Records to process:
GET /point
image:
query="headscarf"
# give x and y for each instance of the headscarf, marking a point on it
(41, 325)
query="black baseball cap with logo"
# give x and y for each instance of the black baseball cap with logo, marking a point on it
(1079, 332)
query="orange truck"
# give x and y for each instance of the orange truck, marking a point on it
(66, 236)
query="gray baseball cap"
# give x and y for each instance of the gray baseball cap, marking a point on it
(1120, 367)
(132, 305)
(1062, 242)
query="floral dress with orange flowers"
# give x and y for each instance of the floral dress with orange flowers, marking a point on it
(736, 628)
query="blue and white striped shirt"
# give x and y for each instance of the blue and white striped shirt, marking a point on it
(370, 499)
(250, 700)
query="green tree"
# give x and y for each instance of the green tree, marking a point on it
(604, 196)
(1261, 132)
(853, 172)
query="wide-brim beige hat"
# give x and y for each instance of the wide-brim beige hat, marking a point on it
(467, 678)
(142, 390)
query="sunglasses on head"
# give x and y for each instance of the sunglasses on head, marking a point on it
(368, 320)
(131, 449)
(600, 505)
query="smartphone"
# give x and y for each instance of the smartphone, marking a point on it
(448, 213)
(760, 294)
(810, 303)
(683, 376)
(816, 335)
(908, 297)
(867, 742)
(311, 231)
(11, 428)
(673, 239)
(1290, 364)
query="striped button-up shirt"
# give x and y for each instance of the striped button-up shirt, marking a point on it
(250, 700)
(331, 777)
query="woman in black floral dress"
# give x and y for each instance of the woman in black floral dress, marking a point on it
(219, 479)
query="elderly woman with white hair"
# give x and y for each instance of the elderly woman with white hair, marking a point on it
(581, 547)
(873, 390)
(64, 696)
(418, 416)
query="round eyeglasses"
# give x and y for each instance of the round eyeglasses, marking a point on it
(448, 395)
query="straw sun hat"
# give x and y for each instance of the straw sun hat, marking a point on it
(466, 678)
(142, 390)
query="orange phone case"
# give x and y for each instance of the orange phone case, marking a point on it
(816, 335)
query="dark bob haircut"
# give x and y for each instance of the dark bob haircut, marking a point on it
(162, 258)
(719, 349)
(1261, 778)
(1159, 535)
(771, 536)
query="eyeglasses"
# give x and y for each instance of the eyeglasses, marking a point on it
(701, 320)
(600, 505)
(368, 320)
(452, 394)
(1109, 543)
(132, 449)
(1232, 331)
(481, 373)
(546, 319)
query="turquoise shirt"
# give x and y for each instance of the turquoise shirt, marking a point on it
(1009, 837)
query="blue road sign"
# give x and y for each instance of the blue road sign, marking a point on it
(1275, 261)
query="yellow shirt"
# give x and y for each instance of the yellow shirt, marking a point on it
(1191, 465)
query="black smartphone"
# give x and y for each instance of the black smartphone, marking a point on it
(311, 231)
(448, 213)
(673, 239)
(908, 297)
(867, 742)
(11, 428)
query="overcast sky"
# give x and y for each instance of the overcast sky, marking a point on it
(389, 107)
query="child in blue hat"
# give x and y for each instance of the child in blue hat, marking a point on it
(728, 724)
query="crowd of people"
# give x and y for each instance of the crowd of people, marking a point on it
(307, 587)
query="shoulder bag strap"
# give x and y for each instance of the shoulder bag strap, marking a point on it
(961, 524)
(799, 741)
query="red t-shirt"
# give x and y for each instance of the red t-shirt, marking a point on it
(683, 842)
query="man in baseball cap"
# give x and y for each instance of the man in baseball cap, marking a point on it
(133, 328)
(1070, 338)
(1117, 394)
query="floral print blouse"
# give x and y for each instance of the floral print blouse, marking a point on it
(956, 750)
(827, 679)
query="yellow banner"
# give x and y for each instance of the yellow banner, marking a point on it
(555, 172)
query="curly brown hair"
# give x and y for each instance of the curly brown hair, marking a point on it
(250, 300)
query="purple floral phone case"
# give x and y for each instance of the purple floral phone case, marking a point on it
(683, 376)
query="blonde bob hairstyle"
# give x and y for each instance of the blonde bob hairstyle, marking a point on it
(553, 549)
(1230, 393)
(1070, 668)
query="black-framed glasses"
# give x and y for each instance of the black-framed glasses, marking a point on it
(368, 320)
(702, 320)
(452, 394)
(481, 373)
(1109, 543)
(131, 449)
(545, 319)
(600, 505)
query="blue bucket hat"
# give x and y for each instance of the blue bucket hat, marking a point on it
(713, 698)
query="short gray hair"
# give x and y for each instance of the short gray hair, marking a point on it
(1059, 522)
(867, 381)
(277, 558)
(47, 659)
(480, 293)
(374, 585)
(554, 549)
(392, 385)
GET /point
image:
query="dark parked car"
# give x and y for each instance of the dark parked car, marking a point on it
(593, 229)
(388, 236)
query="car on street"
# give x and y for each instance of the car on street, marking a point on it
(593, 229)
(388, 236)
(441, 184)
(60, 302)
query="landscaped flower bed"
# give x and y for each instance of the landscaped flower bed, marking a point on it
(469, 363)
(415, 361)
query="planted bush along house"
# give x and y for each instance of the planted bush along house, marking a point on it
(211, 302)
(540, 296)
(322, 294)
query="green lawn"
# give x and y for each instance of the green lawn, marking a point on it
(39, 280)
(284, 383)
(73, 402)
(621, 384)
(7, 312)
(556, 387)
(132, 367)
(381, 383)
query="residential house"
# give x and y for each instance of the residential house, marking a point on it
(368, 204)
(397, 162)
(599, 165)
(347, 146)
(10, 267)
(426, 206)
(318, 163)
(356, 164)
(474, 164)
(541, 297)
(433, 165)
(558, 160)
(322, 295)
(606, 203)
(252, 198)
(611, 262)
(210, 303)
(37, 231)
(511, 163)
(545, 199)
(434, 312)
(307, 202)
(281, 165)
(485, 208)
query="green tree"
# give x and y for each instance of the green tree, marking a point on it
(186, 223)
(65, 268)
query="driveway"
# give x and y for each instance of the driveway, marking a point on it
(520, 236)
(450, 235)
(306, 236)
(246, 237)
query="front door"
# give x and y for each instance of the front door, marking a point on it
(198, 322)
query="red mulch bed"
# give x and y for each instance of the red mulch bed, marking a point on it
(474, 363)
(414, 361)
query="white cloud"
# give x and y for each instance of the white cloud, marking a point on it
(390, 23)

Exercise:
Print the material verbatim, all of it.

The answer:
GET /point
image:
query="headscarf"
# give x and y for each instance of the headscarf, marking a point on it
(41, 325)
query="black baseball cap with logo"
# give x and y for each instance of the black baseball cap with logo, marking a point on it
(1079, 332)
query="orange truck"
# give x and y for each instance of the orange truck, marking a point on it
(66, 236)
query="gray baseball cap"
# give x and y for each instance of the gray baseball cap, marking a point on it
(1120, 367)
(132, 305)
(1062, 242)
query="floral dress with orange flowers"
# give x and y for each instance of the floral dress with orange flowers, marking a point on it
(736, 628)
query="blue and white striped shirt"
# give x and y for each instance of the blue and white striped shirt, marking a point on it
(370, 499)
(250, 700)
query="green tree"
# give x and y for each instance of the green tree, marking a point on it
(604, 196)
(1261, 132)
(853, 172)
query="wide-brim beige hat"
# give x and y for each instance of the wide-brim beige hat, marking a point on it
(467, 678)
(142, 390)
query="sunglasses on head"
# give x and y for each instance of the sunglasses on head, marking a point on it
(368, 320)
(131, 449)
(600, 505)
query="smartphone"
# give x and y for each instance of the smartphone, marking a point on it
(448, 213)
(760, 294)
(810, 303)
(683, 376)
(816, 335)
(908, 297)
(867, 742)
(311, 231)
(11, 428)
(673, 239)
(1290, 364)
query="striped button-up shirt"
# give x and y for each instance of the striped button-up shirt, marking a point on it
(250, 700)
(331, 777)
query="woman in black floral dress"
# give x and y for each instance of the woman in black floral dress, marking a point on it
(219, 479)
query="elderly woman with white hair"
# give x and y for each instance of the elderly woman with white hair, marking a point on it
(581, 547)
(873, 390)
(64, 696)
(418, 416)
query="round eyeglasses"
# give x and y for each instance of the round eyeglasses, marking a point on it
(448, 395)
query="straw sun hat"
# give x and y for each instance of the straw sun hat, marking a point on it
(466, 678)
(142, 390)
query="orange phone case"
# give x and y for each instance of the orange phone case, marking a point on it
(816, 335)
query="dark bob haircut"
# give x and y for each instance of the dark bob haircut, marking a point on it
(162, 258)
(719, 349)
(1261, 778)
(1159, 535)
(771, 536)
query="eyeglasses"
# give x and y for each instance of the eyeglasses, marking a point on it
(701, 320)
(600, 505)
(368, 320)
(452, 394)
(1109, 543)
(132, 449)
(1232, 331)
(481, 373)
(546, 319)
query="turquoise shirt"
# give x and y for each instance of the turquoise shirt, marking a point on it
(1009, 837)
query="blue road sign"
# give x and y for each instance of the blue road sign, marking a point on it
(1275, 261)
query="yellow shirt"
# give x and y for each instance of the yellow shirt, marking a point on it
(1191, 465)
query="black smartphone"
# give x and y for each instance of the black smartphone, marking a point on it
(311, 231)
(448, 213)
(673, 239)
(908, 297)
(867, 742)
(11, 428)
query="overcast sky"
# give x and y for each instance of the overcast sky, marking a point on it
(389, 107)
query="child in blue hat"
# give x and y for each instance of the child in blue hat, marking a point on it
(728, 724)
query="crowd of people"
# give x and y for each instance of the crowd of people, marking a point on it
(307, 587)
query="shoulder bag strap"
# give x and y for each instance of the shoulder bag strap, marking a point on it
(961, 524)
(799, 741)
query="red t-shirt"
# give x and y for each instance of the red t-shirt, marking a point on it
(683, 842)
query="man in baseball cap"
# give x and y for each instance of the man in baseball cap, marking a point on it
(133, 328)
(1070, 338)
(1117, 394)
query="floral print blouse"
# give x and y for each instance of the floral print blouse, marking a point on it
(956, 750)
(827, 679)
query="yellow banner"
# give x and y for each instance of the yellow banner, marking a point on it
(555, 172)
query="curly brown hair"
# give x and y for each instance of the curly brown hair, marking a point on it
(250, 300)
query="purple floral phone case"
# give x and y for each instance of the purple floral phone case, marking a point on it
(683, 376)
query="blonde bob hairstyle"
# give x and y for each instance of the blonde bob hairstyle, marking a point on it
(553, 549)
(1230, 393)
(1070, 668)
query="black-framed glasses"
# give x and y for each instance of the black-framed glasses, marking a point on it
(368, 320)
(702, 320)
(452, 394)
(481, 373)
(1109, 543)
(131, 449)
(545, 319)
(600, 505)
query="blue bucket hat"
# give x and y for each instance of the blue bucket hat, marking a point on it
(713, 698)
query="short gray hair"
# give x and y for each instance of the short gray hair, marking a point on it
(1059, 522)
(867, 381)
(277, 558)
(47, 659)
(480, 293)
(374, 585)
(554, 549)
(392, 385)
GET /point
image:
query="dark parked car"
# give x and y for each instance of the dark parked car, marking a point on it
(593, 229)
(388, 236)
query="car on street"
# give x and y for each instance of the car on street, marking a point on it
(593, 229)
(388, 236)
(441, 184)
(60, 302)
query="landscaped flower bed"
# give x and y for each instance of the landscaped flower bed, marking a point on it
(469, 363)
(415, 361)
query="planted bush along house"
# give x and y for each instance of the planted bush along house, marking a point on it
(211, 302)
(540, 296)
(322, 294)
query="green lawn"
# give x and y for each instance of the green lawn, marking a point on it
(39, 280)
(284, 383)
(73, 402)
(621, 384)
(7, 312)
(556, 387)
(132, 367)
(381, 383)
query="residential house"
# give x and y for each instance of the residential house, marking a point on it
(368, 204)
(397, 162)
(599, 165)
(347, 146)
(10, 267)
(426, 206)
(318, 163)
(356, 164)
(474, 164)
(541, 297)
(433, 165)
(558, 160)
(322, 295)
(606, 203)
(252, 198)
(611, 262)
(210, 303)
(37, 231)
(511, 163)
(545, 199)
(434, 312)
(307, 202)
(281, 165)
(485, 208)
query="green tree"
# give x and y for each instance of the green tree, marking a point on it
(186, 223)
(65, 268)
query="driveway"
# give x and y for each instance of the driveway, marking a point on it
(520, 236)
(450, 235)
(306, 236)
(246, 237)
query="front door"
# give x and y for each instance of the front door, marking a point on it
(198, 322)
query="red mulch bed"
# give x and y for each instance of the red mulch bed, marking a point on it
(474, 363)
(414, 361)
query="white cloud"
# give x and y for each instance of the white cloud, marking a point on it
(390, 23)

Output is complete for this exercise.